[YOUR OBJECTIVE]
Word for word, restate the lines from the one containing "the white stone" through the last line of the material, and include no pictures.

[DATASET EXTRACT]
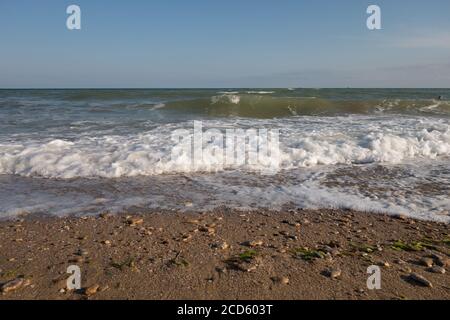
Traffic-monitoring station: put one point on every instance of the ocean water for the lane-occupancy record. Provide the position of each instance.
(65, 152)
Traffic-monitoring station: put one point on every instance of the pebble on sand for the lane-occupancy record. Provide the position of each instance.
(133, 221)
(334, 273)
(91, 290)
(255, 243)
(427, 262)
(14, 285)
(282, 280)
(437, 269)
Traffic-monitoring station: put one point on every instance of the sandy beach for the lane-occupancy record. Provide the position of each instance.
(225, 254)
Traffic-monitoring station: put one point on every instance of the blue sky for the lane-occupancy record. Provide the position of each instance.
(233, 43)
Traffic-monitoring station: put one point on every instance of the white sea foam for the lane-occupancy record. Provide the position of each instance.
(301, 145)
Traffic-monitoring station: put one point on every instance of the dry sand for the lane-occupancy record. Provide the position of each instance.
(225, 255)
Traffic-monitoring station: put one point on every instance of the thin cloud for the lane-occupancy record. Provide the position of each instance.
(430, 41)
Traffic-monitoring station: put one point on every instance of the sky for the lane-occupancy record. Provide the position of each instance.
(233, 43)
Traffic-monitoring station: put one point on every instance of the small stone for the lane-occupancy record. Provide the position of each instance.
(427, 262)
(443, 262)
(186, 237)
(82, 252)
(437, 269)
(384, 264)
(135, 221)
(207, 229)
(14, 285)
(334, 273)
(256, 243)
(221, 270)
(91, 290)
(224, 246)
(421, 280)
(282, 280)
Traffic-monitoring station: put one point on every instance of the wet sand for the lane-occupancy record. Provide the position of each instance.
(225, 254)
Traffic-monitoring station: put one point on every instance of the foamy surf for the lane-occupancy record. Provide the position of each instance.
(85, 152)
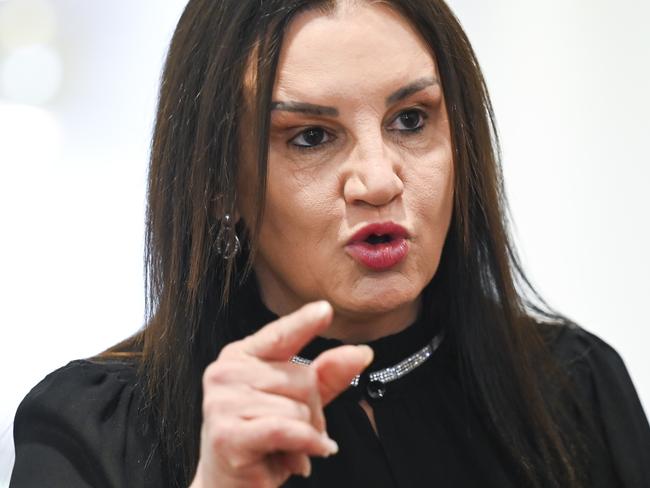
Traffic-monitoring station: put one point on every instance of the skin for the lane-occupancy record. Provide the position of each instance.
(347, 68)
(360, 86)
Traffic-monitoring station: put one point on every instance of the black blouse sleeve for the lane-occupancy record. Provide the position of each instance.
(79, 428)
(609, 398)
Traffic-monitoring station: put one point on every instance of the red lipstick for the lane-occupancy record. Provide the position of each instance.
(379, 246)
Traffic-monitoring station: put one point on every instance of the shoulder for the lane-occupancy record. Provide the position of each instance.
(81, 382)
(82, 425)
(576, 347)
(592, 363)
(607, 402)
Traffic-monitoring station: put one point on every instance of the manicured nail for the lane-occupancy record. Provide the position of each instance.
(368, 353)
(332, 446)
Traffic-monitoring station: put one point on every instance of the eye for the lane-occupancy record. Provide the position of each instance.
(409, 121)
(311, 137)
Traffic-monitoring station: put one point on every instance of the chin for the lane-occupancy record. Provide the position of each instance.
(378, 300)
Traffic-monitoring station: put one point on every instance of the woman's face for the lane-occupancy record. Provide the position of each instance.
(359, 137)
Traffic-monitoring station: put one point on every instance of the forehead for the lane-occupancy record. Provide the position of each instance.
(356, 48)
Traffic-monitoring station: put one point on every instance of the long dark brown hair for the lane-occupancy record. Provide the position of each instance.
(506, 367)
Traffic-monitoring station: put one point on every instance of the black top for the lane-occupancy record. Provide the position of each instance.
(81, 425)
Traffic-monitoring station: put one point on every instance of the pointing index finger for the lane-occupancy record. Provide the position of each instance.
(285, 337)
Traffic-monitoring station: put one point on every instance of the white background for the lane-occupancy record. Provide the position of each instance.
(78, 86)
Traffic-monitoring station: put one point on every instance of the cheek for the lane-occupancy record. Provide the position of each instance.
(299, 202)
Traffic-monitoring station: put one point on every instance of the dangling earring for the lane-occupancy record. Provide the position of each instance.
(227, 242)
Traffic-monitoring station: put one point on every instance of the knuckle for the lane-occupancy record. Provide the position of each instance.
(303, 412)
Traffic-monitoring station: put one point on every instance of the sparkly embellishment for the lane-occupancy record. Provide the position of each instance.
(376, 389)
(391, 373)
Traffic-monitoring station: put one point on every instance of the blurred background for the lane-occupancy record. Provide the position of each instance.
(78, 88)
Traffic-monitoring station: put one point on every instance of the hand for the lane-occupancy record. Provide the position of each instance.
(263, 415)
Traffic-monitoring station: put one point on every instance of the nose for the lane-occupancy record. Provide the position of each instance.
(372, 176)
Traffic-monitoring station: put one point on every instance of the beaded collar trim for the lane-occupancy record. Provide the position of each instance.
(396, 371)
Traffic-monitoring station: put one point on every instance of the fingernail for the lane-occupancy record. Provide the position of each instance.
(323, 308)
(332, 446)
(368, 352)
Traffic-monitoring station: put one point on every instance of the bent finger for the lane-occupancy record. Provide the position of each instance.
(337, 367)
(283, 338)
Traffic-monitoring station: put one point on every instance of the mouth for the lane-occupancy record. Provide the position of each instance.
(379, 247)
(380, 233)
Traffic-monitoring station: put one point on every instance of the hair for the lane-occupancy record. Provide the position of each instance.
(507, 369)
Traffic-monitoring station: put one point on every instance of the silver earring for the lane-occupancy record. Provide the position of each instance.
(227, 242)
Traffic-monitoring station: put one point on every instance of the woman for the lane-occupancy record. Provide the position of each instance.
(324, 174)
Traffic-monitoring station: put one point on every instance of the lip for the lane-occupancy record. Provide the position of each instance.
(380, 256)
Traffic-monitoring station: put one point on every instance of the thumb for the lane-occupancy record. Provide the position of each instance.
(336, 368)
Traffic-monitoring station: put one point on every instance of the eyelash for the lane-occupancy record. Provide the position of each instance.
(403, 132)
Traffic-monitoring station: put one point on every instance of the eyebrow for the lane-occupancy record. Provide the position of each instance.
(410, 89)
(322, 110)
(305, 108)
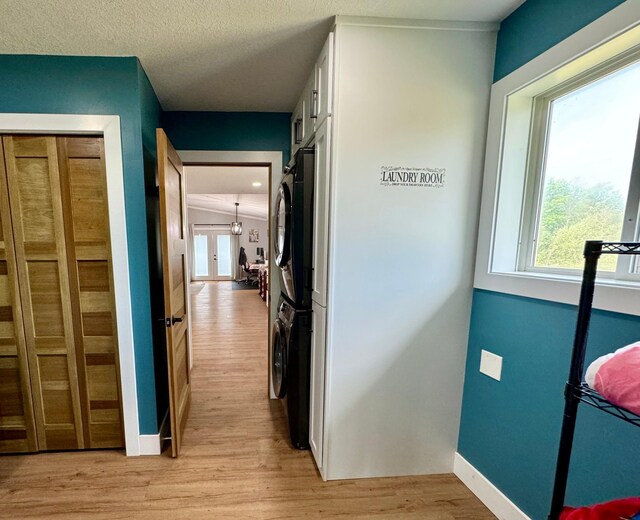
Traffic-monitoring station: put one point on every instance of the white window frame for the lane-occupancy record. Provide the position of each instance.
(499, 260)
(535, 175)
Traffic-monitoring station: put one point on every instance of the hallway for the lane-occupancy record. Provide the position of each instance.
(235, 461)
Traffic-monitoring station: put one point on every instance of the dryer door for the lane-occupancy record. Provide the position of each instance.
(283, 225)
(279, 360)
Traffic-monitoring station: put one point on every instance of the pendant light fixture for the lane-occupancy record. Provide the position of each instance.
(236, 227)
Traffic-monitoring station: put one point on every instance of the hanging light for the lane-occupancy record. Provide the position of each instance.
(236, 227)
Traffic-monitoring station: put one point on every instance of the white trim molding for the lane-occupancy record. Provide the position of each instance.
(495, 500)
(152, 444)
(276, 160)
(612, 34)
(109, 127)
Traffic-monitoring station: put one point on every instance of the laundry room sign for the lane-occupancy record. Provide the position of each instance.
(412, 177)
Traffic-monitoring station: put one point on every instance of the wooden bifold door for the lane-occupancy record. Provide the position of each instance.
(59, 374)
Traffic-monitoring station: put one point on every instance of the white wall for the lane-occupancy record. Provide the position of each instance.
(197, 216)
(401, 258)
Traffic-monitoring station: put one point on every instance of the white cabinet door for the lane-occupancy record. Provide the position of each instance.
(321, 188)
(310, 102)
(324, 80)
(297, 127)
(316, 404)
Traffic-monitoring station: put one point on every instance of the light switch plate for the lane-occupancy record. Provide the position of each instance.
(491, 364)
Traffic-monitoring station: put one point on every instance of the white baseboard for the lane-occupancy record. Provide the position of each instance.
(152, 444)
(489, 495)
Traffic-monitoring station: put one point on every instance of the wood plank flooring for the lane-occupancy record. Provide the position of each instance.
(235, 462)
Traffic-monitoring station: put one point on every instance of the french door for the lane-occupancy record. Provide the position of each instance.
(212, 256)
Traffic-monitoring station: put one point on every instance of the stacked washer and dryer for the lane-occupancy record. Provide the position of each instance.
(291, 355)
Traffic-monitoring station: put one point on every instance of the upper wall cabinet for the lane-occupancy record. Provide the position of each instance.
(324, 73)
(314, 105)
(310, 100)
(297, 127)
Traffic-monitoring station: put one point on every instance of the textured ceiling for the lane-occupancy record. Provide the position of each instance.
(226, 179)
(229, 55)
(254, 206)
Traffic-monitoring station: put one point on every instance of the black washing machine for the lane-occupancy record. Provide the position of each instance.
(294, 228)
(291, 368)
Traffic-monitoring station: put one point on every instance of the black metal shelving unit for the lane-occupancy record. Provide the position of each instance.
(576, 391)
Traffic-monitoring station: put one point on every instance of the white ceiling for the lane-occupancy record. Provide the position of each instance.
(228, 55)
(253, 206)
(226, 179)
(218, 188)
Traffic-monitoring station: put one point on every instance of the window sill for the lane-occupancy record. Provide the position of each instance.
(622, 296)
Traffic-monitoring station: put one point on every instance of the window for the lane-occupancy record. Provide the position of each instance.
(562, 165)
(580, 180)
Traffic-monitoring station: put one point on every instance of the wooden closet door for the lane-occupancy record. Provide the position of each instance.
(41, 257)
(85, 209)
(17, 423)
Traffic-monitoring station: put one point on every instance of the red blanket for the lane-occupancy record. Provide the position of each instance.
(627, 508)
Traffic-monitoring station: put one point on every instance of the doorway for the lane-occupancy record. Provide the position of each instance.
(212, 250)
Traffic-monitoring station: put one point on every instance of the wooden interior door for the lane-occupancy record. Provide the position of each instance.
(17, 423)
(174, 265)
(33, 182)
(83, 186)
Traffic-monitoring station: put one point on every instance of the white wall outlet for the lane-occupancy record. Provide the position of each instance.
(491, 364)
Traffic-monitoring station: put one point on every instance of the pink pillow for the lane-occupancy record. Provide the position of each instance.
(618, 379)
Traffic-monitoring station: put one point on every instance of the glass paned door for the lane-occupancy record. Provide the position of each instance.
(223, 261)
(212, 255)
(201, 255)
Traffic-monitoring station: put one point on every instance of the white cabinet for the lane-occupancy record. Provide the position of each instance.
(316, 404)
(321, 188)
(297, 127)
(314, 105)
(310, 102)
(324, 80)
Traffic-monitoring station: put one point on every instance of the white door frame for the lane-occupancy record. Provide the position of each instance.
(275, 159)
(109, 127)
(212, 250)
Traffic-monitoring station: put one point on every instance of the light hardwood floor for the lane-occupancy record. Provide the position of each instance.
(235, 462)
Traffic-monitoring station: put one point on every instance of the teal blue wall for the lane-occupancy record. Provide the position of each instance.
(510, 430)
(90, 85)
(151, 119)
(232, 131)
(538, 25)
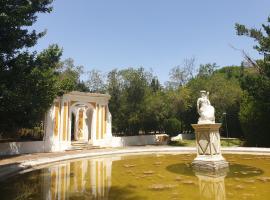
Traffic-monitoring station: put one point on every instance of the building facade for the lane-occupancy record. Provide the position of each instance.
(78, 117)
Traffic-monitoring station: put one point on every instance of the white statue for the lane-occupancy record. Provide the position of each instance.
(205, 110)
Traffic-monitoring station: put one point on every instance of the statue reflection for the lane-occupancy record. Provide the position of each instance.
(88, 178)
(211, 185)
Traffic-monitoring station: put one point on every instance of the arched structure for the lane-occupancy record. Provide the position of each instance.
(78, 116)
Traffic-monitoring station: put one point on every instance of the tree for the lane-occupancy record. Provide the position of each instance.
(25, 78)
(181, 74)
(96, 81)
(69, 77)
(255, 107)
(207, 69)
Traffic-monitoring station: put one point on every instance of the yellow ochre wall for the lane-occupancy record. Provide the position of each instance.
(100, 121)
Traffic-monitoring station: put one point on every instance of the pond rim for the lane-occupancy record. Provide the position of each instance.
(39, 163)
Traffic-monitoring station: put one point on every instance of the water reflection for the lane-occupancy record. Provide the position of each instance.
(211, 186)
(88, 178)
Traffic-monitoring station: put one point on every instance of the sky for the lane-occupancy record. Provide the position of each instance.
(156, 34)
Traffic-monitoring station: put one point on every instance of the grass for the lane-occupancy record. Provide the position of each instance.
(230, 142)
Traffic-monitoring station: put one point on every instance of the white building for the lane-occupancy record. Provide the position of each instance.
(78, 116)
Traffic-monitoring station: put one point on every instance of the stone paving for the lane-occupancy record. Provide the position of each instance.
(16, 163)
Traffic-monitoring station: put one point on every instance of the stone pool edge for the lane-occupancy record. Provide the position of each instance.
(31, 164)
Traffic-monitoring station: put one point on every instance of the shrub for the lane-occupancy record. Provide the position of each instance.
(172, 126)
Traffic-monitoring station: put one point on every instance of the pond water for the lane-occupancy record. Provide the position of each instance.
(153, 176)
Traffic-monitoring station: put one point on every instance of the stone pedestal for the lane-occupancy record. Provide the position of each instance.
(209, 156)
(212, 185)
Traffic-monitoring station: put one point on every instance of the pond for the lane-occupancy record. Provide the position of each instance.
(152, 176)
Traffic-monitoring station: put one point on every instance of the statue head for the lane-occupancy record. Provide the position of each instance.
(203, 93)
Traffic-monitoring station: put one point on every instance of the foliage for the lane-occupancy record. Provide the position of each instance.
(255, 108)
(172, 126)
(181, 74)
(96, 82)
(29, 81)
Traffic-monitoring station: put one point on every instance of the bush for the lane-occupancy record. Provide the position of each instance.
(172, 126)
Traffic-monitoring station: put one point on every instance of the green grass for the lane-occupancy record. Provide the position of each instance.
(230, 142)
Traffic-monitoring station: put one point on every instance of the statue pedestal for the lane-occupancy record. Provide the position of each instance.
(212, 185)
(209, 156)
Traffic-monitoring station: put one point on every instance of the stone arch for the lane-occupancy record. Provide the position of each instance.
(88, 114)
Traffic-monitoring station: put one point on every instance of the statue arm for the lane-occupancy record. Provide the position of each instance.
(198, 105)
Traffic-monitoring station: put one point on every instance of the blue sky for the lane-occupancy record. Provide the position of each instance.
(157, 34)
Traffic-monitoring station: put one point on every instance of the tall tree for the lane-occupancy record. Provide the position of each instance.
(27, 79)
(96, 81)
(255, 108)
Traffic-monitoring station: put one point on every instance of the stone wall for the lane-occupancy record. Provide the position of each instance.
(13, 148)
(138, 140)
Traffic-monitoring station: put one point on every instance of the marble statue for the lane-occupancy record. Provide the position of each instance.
(205, 110)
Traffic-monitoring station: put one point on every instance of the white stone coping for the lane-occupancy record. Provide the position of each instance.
(29, 165)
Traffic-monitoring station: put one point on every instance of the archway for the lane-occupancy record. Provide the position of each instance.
(73, 121)
(81, 120)
(89, 122)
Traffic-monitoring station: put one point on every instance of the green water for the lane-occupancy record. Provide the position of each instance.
(155, 176)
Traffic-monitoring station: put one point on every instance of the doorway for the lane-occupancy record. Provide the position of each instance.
(73, 120)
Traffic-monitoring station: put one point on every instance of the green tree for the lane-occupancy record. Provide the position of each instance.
(255, 108)
(96, 81)
(24, 82)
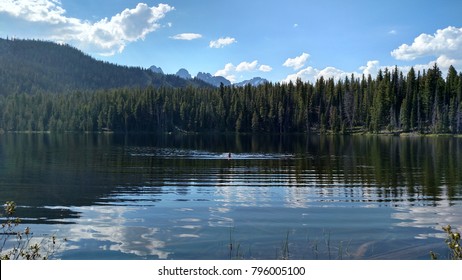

[RESPONSE]
Traffic-monitoring station: put one point on every instance of the white stone coping for the lane-occupancy record. Provide the position of each instance.
(29, 165)
Traffic-monitoring station: put one point on every instance of the archway for the lane-occupancy record. Provide the position of each instance.
(73, 121)
(81, 120)
(89, 122)
Traffic-monitoring station: put one point on every instance of the green water for the lane-occupancy record. Provide the position of each instance.
(155, 176)
Traffic-monitoring station: put one point on every instance of the doorway for the lane-occupancy record. Provide the position of each instance.
(73, 120)
Traffic-monitoring station: put one point on every instance of the green tree for the lane-occupancy record. Provide the position of each instance.
(255, 108)
(96, 81)
(24, 82)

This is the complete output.